▸ TASK
Your answer must restate each entry below word for word, with no pictures in it.

▸ RECORDS SHOWN

···

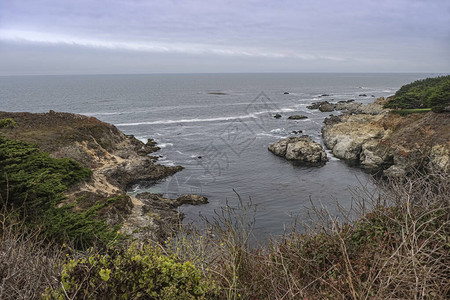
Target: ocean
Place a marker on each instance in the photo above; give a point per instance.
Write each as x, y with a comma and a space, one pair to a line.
218, 127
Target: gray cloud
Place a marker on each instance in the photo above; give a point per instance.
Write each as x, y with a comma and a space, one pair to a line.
229, 36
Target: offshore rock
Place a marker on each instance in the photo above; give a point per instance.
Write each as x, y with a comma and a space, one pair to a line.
300, 149
117, 161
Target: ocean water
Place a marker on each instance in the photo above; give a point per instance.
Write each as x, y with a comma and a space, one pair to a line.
218, 126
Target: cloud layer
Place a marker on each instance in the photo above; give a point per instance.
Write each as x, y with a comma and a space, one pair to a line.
223, 36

···

▸ RESPONSE TO THE TASK
Target: ocean
Place a marker on each instance in the photo above; give a point per instance.
Write each as x, y with a comma and a space, one pair to a line.
218, 127
Target: gray cloud
Place a marker on each instance in the photo above; give a point per instance.
Write each as x, y with a comma and a space, one pair to a line.
229, 36
Target: offshore rock
Place a marker on each instance in the photo above; give a point per instance.
Write each as x, y with a comma and a space, one pair to a line.
300, 149
117, 161
Target: ocean water
Place a marker on each instance in the photo above; give a point per instance.
Write each as x, y with a comma and a space, one pair to a line.
218, 126
Target: cloud layer
Place a marker on each instance in the photo above; give a point per instance.
Write each as x, y with a comma and a space, one pair to a line.
223, 36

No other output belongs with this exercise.